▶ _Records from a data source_
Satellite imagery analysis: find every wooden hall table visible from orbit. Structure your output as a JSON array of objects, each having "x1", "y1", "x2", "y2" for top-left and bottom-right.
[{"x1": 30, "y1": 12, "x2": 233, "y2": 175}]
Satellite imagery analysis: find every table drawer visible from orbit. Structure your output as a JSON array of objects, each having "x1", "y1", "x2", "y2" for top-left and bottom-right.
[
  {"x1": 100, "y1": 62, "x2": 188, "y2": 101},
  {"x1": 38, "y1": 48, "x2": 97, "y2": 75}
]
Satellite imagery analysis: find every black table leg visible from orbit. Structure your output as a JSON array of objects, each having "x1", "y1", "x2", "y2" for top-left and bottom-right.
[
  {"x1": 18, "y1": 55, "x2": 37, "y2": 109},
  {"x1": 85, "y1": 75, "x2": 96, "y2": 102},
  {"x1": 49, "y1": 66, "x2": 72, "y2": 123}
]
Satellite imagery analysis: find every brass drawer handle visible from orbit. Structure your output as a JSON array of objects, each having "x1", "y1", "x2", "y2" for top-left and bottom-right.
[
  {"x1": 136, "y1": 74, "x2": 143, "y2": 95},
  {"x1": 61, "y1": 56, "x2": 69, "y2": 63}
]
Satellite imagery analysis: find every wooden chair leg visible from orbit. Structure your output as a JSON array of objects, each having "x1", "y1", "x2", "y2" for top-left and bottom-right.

▶ _Exercise prompt_
Exactly as written, please output every entry.

▶ _Response to this exercise_
Satellite imagery analysis: find every wooden hall table visible from orbit. Structure your output as a JSON array of objects, each having "x1", "y1", "x2", "y2" for top-left and bottom-right.
[{"x1": 30, "y1": 12, "x2": 233, "y2": 175}]
Satellite imagery analysis: find every table drawer visible from orbit. Structure your output as a JSON array of objects, each having "x1", "y1", "x2", "y2" for top-left and bottom-right.
[
  {"x1": 100, "y1": 62, "x2": 188, "y2": 101},
  {"x1": 38, "y1": 48, "x2": 97, "y2": 75}
]
Satellite imagery analysis: find every black table leg visible from orbit. Structure your output as a JSON array of objects, each having "x1", "y1", "x2", "y2" for top-left and bottom-right.
[
  {"x1": 18, "y1": 55, "x2": 37, "y2": 109},
  {"x1": 85, "y1": 75, "x2": 96, "y2": 102},
  {"x1": 49, "y1": 66, "x2": 72, "y2": 123}
]
Satellite imagery analysis: find every brass drawer handle visible from orbit. Structure your output as a JSON array of objects, each having "x1", "y1", "x2", "y2" for top-left and bottom-right.
[
  {"x1": 136, "y1": 74, "x2": 143, "y2": 95},
  {"x1": 61, "y1": 56, "x2": 69, "y2": 63}
]
Satellite imagery analysis: find every wooden chair leg visible from orbit. Structure your output as a JSON array of objects, each having "x1", "y1", "x2", "y2" for top-left and bottom-right.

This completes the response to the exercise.